PASSAGE:
--*--

Software supply chain attacks have moved from theoretical to routine threat. NIST SP 800-161 Rev 1 (Cybersecurity Supply Chain Risk Management for Systems and Organizations) now provides the federal framework for addressing this threat category systematically. The SLSA (Supply-chain Levels for Software Artifacts) framework, developed collaboratively by Google, CNCF, and the open-source community, translates 800-161's risk management requirements into concrete, implementable build process controls.
Rutagon implements SLSA as a delivery standard across federal software programs, generating machine-verifiable provenance that satisfies both NIST 800-161 requirements and the emerging DoD software supply chain policy requirements.
Understanding SLSA Levels
SLSA defines four levels of supply chain integrity assurance:
| Level | What's Guaranteed | Key Requirements | |---|---|---| | SLSA 1 | Build process is documented | Provenance exists (unsigned) | | SLSA 2 | Build can be traced to source | Signed provenance, hosted build service | | SLSA 3 | Build can't be falsified | Hardened build environment, non-forged provenance | | SLSA 4 | Full provenance, no human intervention | Two-party review, hermetic builds |
For federal programs, SLSA 3 is the practical target — it provides non-forgeable provenance that survives adversarial scrutiny. SLSA 4 requires hermetic (fully reproducible, no network access during build) builds, which is achievable but requires significant pipeline investment.

--*--

SUPPLIED ENTRIES:

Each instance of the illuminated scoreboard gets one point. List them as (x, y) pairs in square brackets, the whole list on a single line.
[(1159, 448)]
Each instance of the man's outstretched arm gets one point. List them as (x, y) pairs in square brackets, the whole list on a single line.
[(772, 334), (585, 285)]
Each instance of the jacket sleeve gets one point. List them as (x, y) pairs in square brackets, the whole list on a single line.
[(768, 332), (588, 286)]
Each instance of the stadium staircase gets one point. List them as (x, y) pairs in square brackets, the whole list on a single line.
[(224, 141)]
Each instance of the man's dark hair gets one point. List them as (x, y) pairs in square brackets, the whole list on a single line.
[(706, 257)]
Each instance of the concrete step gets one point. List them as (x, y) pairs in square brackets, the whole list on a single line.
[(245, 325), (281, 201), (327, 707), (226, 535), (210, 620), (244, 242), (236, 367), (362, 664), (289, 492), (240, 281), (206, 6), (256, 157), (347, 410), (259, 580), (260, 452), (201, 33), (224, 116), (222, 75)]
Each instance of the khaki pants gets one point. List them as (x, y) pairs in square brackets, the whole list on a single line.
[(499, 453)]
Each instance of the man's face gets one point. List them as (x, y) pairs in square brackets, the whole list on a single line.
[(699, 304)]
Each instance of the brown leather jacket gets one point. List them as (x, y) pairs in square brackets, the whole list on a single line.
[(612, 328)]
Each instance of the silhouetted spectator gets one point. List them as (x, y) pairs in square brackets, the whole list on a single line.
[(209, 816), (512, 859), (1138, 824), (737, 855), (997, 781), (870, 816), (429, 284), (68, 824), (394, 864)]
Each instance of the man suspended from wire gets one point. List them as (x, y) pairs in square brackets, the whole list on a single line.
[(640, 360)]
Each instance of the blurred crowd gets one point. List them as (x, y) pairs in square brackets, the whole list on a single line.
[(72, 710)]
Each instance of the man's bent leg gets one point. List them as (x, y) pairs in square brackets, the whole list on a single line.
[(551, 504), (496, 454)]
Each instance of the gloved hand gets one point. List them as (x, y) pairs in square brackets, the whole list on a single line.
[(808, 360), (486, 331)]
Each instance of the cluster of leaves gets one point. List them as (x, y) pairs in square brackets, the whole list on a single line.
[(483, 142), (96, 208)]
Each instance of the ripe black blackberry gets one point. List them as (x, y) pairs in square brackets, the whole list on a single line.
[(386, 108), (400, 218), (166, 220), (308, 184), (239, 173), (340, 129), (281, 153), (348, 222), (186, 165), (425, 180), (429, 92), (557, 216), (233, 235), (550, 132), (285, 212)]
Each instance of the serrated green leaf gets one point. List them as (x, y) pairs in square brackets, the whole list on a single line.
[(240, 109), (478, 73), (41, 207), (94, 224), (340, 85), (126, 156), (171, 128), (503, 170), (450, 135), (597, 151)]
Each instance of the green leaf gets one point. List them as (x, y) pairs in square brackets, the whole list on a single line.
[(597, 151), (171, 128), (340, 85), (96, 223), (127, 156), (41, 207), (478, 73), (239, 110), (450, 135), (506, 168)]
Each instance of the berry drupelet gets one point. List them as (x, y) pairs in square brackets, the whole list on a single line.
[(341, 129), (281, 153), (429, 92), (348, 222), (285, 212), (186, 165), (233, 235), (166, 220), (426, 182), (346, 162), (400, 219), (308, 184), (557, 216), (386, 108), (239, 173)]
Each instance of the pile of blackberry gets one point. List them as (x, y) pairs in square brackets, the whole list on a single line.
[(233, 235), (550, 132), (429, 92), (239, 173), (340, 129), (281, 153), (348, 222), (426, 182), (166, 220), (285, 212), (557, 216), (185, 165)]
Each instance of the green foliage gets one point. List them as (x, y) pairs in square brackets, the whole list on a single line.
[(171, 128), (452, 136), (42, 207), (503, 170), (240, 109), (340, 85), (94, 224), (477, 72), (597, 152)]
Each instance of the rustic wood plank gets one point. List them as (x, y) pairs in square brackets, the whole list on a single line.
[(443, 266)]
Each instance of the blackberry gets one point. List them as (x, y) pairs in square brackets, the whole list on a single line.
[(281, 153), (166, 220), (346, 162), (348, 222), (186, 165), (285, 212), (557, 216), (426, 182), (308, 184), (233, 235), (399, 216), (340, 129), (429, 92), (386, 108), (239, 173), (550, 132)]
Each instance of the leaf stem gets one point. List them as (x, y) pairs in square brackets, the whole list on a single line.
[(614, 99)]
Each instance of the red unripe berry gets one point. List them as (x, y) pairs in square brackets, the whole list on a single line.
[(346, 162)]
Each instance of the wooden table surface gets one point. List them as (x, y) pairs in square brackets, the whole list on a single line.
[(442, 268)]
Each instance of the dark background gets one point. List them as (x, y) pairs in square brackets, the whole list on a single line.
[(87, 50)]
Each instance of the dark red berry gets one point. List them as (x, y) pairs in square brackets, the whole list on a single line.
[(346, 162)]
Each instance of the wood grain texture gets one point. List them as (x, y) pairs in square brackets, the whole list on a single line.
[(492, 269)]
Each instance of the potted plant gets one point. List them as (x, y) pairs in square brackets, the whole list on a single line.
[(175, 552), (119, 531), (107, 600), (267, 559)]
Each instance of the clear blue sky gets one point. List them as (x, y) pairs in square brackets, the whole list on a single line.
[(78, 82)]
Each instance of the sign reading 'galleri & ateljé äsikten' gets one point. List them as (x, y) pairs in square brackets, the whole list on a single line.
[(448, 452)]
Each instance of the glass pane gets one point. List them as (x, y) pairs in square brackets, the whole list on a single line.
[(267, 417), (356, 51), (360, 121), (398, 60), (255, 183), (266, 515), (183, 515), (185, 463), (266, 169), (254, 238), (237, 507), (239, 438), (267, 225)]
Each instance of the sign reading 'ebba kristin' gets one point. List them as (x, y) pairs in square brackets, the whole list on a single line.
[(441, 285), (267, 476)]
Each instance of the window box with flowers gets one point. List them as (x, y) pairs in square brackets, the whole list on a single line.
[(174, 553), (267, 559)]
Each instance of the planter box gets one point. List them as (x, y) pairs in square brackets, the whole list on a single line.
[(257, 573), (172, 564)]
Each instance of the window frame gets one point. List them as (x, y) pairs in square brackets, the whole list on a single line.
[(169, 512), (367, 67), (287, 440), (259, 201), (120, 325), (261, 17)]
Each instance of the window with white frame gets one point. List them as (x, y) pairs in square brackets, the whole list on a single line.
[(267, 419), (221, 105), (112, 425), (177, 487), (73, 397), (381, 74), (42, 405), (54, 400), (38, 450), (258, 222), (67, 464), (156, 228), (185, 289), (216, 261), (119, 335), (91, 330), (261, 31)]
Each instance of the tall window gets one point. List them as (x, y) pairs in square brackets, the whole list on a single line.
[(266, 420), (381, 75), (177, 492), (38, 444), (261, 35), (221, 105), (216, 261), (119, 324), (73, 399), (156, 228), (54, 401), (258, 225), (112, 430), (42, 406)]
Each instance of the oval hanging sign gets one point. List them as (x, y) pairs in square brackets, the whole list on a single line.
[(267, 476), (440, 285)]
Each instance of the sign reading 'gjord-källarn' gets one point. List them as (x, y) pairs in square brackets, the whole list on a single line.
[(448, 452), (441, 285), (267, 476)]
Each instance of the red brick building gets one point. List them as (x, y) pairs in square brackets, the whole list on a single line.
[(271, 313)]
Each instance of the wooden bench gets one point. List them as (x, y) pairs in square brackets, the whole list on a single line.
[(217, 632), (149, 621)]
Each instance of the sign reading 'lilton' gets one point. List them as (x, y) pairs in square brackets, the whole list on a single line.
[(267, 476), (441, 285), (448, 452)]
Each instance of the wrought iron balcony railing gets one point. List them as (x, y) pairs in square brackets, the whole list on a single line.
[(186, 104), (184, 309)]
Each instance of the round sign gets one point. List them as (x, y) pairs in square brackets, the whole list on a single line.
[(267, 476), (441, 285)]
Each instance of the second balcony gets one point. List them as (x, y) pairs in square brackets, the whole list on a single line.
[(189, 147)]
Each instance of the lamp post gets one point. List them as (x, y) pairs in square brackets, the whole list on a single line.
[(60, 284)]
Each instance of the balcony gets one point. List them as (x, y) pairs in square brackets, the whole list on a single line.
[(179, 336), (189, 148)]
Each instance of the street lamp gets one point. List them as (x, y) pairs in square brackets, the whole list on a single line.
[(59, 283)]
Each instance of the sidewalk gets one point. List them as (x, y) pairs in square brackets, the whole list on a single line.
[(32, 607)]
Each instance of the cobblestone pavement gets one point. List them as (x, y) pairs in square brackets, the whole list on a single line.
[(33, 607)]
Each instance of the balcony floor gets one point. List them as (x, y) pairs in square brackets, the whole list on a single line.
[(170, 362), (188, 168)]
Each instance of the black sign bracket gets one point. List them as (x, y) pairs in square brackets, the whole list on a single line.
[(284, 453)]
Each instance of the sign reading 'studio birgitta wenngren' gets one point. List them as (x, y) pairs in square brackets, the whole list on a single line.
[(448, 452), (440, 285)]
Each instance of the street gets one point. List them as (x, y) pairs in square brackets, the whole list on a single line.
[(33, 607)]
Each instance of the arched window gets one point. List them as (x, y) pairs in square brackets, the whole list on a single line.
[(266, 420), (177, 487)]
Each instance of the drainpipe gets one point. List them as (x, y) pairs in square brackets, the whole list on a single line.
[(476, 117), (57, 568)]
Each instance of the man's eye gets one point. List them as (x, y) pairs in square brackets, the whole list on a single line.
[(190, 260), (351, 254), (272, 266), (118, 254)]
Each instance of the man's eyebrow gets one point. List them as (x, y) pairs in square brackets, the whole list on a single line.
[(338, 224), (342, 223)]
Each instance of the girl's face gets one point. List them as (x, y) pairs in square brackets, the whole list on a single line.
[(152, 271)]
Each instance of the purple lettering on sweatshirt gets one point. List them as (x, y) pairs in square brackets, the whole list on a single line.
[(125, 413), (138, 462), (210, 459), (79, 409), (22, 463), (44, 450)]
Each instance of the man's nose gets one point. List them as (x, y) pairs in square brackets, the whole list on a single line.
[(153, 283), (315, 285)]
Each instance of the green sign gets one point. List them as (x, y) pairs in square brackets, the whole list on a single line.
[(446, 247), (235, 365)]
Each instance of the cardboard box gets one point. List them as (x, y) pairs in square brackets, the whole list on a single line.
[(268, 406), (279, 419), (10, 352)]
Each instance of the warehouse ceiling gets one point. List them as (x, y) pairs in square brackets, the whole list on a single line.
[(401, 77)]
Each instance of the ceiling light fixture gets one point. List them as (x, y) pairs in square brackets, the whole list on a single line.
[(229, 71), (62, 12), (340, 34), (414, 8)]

--*--

STATED GOAL:
Answer these questions from the SLSA text above.
1. Which groups developed the SLSA framework?
2. What key requirements does the table list for SLSA 2?
3. Which SLSA level does the text name as the practical target for federal programs?

TASK SOLUTION:
1. Google, CNCF, and the open-source community.
2. Signed provenance and a hosted build service.
3. SLSA 3.